[Work request]
Rewrite all of the data below with "rough mask" changed to "coarse mask" wherever it occurs, leaving every other character untouched.

########

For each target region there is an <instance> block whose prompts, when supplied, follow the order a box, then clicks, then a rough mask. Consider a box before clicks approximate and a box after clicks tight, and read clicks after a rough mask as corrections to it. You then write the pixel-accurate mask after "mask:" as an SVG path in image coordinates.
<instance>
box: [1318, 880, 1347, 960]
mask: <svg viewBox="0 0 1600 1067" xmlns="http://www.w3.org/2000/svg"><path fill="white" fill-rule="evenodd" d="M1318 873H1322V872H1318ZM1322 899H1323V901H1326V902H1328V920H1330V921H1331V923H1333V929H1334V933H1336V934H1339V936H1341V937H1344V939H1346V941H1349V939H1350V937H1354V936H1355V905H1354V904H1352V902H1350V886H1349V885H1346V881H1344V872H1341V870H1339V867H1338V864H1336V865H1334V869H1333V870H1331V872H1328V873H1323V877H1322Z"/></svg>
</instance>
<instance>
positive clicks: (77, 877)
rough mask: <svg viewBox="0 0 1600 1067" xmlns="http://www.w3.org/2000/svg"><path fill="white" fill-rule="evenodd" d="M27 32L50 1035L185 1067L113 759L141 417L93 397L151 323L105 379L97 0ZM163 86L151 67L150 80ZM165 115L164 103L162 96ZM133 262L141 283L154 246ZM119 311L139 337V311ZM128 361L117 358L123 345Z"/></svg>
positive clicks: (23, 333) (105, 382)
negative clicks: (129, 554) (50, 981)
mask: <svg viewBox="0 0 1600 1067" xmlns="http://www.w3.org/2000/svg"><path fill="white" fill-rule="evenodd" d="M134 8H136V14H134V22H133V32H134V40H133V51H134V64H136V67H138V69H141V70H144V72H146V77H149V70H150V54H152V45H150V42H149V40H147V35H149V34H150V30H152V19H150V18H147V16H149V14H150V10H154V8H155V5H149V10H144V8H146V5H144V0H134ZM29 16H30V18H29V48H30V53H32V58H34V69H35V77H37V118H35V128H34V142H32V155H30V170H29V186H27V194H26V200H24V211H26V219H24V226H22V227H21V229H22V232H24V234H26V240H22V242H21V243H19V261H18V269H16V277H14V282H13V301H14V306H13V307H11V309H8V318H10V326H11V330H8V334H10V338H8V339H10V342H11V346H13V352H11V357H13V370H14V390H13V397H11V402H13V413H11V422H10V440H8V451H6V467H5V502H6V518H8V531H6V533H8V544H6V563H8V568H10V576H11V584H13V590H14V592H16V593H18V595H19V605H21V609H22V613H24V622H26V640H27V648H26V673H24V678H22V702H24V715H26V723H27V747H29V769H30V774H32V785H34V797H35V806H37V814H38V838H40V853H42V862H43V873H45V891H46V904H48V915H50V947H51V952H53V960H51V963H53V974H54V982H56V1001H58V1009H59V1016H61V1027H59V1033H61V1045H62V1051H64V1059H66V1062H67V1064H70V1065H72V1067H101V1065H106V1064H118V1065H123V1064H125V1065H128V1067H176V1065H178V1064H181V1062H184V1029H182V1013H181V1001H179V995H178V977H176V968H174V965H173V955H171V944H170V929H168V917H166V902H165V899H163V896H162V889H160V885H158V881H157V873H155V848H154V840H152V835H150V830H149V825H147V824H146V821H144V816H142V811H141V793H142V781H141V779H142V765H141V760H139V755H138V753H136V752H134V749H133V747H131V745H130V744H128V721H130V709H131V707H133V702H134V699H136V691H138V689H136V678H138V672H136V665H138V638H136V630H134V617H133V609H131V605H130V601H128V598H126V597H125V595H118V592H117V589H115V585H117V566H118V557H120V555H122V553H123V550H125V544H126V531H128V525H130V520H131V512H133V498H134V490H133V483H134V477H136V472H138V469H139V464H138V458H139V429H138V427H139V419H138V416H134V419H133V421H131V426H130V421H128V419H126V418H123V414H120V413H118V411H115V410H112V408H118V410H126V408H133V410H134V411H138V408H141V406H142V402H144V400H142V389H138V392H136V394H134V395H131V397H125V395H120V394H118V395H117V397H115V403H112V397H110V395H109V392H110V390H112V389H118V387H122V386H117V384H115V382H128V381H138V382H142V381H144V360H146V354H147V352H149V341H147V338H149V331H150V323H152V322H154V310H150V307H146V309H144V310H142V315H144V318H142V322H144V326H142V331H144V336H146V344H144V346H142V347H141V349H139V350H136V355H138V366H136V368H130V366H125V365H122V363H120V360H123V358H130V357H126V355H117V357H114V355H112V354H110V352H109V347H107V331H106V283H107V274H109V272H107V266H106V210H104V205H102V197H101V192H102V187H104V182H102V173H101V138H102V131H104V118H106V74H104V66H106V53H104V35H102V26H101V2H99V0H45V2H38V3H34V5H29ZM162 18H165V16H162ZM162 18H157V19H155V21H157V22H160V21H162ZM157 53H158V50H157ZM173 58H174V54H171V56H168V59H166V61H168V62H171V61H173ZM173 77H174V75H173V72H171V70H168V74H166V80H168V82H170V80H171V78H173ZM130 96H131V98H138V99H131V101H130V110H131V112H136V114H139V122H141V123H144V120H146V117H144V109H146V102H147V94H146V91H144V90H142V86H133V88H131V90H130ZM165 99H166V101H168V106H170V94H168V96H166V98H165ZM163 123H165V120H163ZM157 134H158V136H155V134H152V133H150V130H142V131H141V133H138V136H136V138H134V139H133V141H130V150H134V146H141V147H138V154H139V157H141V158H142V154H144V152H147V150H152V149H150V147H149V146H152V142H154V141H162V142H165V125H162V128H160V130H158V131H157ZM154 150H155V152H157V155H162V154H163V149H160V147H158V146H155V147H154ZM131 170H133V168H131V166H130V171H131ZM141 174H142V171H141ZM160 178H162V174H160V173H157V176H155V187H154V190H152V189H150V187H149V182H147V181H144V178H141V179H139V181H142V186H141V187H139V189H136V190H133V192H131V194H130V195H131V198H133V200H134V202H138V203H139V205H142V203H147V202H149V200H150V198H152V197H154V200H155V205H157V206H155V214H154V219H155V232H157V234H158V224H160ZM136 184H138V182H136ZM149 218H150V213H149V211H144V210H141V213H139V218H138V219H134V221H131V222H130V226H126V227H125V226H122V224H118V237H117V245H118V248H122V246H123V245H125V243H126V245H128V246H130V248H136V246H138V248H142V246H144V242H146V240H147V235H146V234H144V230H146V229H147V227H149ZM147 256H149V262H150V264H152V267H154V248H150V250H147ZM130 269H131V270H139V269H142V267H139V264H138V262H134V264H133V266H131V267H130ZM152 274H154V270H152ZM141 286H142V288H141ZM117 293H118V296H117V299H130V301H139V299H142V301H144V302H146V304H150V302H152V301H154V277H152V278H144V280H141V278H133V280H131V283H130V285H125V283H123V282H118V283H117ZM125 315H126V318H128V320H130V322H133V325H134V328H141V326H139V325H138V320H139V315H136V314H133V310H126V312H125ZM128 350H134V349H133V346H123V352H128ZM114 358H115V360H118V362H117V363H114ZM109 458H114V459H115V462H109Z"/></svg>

########

[Exercise solution]
For each target region there is an <instance> block whose prompts, when supplied, follow the order a box, then clicks, then a coarse mask. Consider a box before clicks approximate and a box after clicks tight, and read clicks after a coarse mask as corrections to it. You then write the pixel-accurate mask after "mask:" as an SVG path in image coordinates.
<instance>
box: [1318, 880, 1347, 960]
mask: <svg viewBox="0 0 1600 1067" xmlns="http://www.w3.org/2000/svg"><path fill="white" fill-rule="evenodd" d="M1318 873H1322V872H1318ZM1322 899H1323V901H1326V902H1328V920H1330V921H1331V923H1333V929H1334V933H1336V934H1339V936H1341V937H1344V939H1346V941H1349V939H1350V937H1354V936H1355V905H1354V904H1352V902H1350V886H1349V885H1346V881H1344V872H1341V870H1339V867H1338V864H1336V865H1334V869H1333V870H1331V872H1328V873H1323V877H1322Z"/></svg>
</instance>
<instance>
positive clicks: (77, 877)
coarse mask: <svg viewBox="0 0 1600 1067" xmlns="http://www.w3.org/2000/svg"><path fill="white" fill-rule="evenodd" d="M27 32L50 1035L185 1067L113 759L141 417L93 397L151 323L105 379L97 0ZM163 86L151 67L150 80ZM165 115L164 103L162 96ZM133 262L141 283L154 246ZM119 311L139 337V311ZM128 361L117 358L123 345Z"/></svg>
positive clicks: (23, 333) (105, 382)
negative clicks: (129, 554) (50, 981)
mask: <svg viewBox="0 0 1600 1067" xmlns="http://www.w3.org/2000/svg"><path fill="white" fill-rule="evenodd" d="M134 8H136V14H134V22H133V32H134V40H133V51H134V64H136V67H138V69H141V70H144V72H146V77H149V70H150V54H152V45H150V42H149V40H147V35H149V34H150V30H152V19H150V18H147V16H149V14H150V10H154V8H155V5H149V10H144V8H146V5H144V0H134ZM29 16H30V18H29V48H30V53H32V58H34V69H35V77H37V118H35V128H34V142H32V155H30V170H29V186H27V194H26V200H24V211H26V219H24V226H22V227H21V229H22V232H24V234H26V240H22V242H21V243H19V261H18V269H16V277H14V282H13V301H14V306H13V307H11V309H8V318H10V326H11V330H8V334H10V338H8V339H10V342H11V346H13V352H11V357H13V370H14V390H13V397H11V402H13V413H11V422H10V440H8V451H6V467H5V502H6V518H8V531H6V533H8V544H6V563H8V568H10V576H11V584H13V590H14V592H16V593H18V595H19V605H21V609H22V613H24V622H26V640H27V648H26V673H24V678H22V702H24V715H26V723H27V747H29V769H30V774H32V785H34V797H35V806H37V814H38V838H40V853H42V862H43V873H45V891H46V904H48V915H50V947H51V952H53V960H51V963H53V974H54V982H56V1001H58V1009H59V1016H61V1027H59V1033H61V1045H62V1051H64V1059H66V1062H67V1064H70V1065H72V1067H101V1065H106V1064H118V1065H123V1064H125V1065H128V1067H176V1065H178V1064H181V1062H184V1029H182V1013H181V1001H179V995H178V977H176V968H174V965H173V955H171V944H170V929H168V917H166V902H165V899H163V896H162V889H160V885H158V881H157V873H155V848H154V840H152V835H150V830H149V825H147V824H146V821H144V816H142V811H141V793H142V781H141V779H142V765H141V760H139V755H138V753H136V752H134V749H133V747H131V745H130V744H128V721H130V709H131V707H133V702H134V699H136V691H138V689H136V678H138V672H136V665H138V638H136V630H134V617H133V609H131V605H130V601H128V598H126V597H125V595H118V592H117V589H115V585H117V566H118V557H120V555H122V553H123V550H125V544H126V531H128V525H130V520H131V512H133V498H134V490H133V483H134V477H136V472H138V469H139V464H138V458H139V429H138V427H139V419H138V416H134V419H133V421H131V426H130V421H128V419H126V418H123V414H120V413H118V411H115V410H112V408H118V410H126V408H133V410H134V411H138V408H141V406H142V402H144V400H142V389H138V392H136V394H134V395H131V397H125V395H120V394H118V395H117V397H115V403H112V397H110V395H109V392H110V390H112V389H118V387H122V386H117V384H115V382H128V381H138V382H142V381H144V360H146V354H147V352H149V341H147V338H149V331H150V323H152V322H154V310H150V307H146V309H144V310H142V315H144V318H142V322H144V326H142V331H144V336H146V344H144V346H142V347H141V349H139V350H136V355H138V366H136V368H130V366H125V365H122V363H120V360H123V358H130V357H126V355H117V357H114V355H112V354H110V352H109V347H107V331H106V283H107V274H109V272H107V266H106V210H104V205H102V197H101V192H102V187H104V182H102V173H101V138H102V131H104V118H106V74H104V66H106V53H104V35H102V26H101V2H99V0H45V2H38V3H34V5H29ZM162 18H165V16H162ZM162 18H157V19H155V21H157V22H160V21H162ZM157 53H158V50H157ZM173 58H174V54H171V56H168V59H166V61H168V62H171V61H173ZM173 77H174V75H173V72H171V70H168V74H166V80H168V82H170V80H171V78H173ZM130 96H131V98H138V99H131V101H130V110H131V112H136V114H139V122H141V123H144V120H146V117H144V109H146V102H147V94H146V91H144V90H142V86H133V88H131V90H130ZM165 99H166V101H168V106H170V94H168V96H166V98H165ZM163 123H165V120H163ZM157 134H158V136H155V134H152V133H150V130H142V131H141V133H138V136H136V138H134V139H133V141H130V150H134V146H141V147H138V154H139V157H141V158H142V154H144V152H147V150H152V149H150V147H149V146H152V142H154V141H162V142H165V125H162V128H160V130H158V131H157ZM154 150H155V152H157V155H162V154H163V149H160V147H158V146H155V147H154ZM131 170H133V168H131V166H130V171H131ZM141 174H142V171H141ZM160 178H162V174H160V173H157V176H155V187H154V190H152V189H150V187H149V182H147V181H144V178H141V179H139V181H142V186H141V187H139V189H136V190H133V192H131V194H130V195H131V198H133V200H134V202H138V203H139V205H142V203H147V202H149V200H150V198H152V197H154V200H155V205H157V206H155V214H154V219H155V232H157V234H158V224H160ZM136 184H138V182H136ZM149 218H150V213H149V211H144V210H141V213H139V218H138V219H134V221H131V222H130V226H126V227H125V226H122V224H118V237H117V245H118V248H122V246H123V245H125V243H126V245H128V246H130V248H136V246H138V248H142V246H144V242H146V240H147V235H146V234H144V230H146V229H147V227H149ZM147 256H149V262H150V264H152V267H154V248H150V250H147ZM130 269H131V270H139V269H142V267H139V264H138V262H134V264H133V266H131V267H130ZM152 274H154V270H152ZM141 286H142V288H141ZM117 293H118V296H117V299H130V301H139V299H142V301H144V302H146V304H150V302H152V301H154V277H152V278H144V280H141V278H133V280H131V283H130V285H125V283H123V282H118V283H117ZM125 315H126V318H128V320H130V322H133V325H134V328H141V326H139V325H138V320H139V315H136V314H133V310H126V312H125ZM128 350H134V349H133V346H123V352H128ZM114 358H115V360H118V362H117V363H114ZM109 458H114V459H115V462H109Z"/></svg>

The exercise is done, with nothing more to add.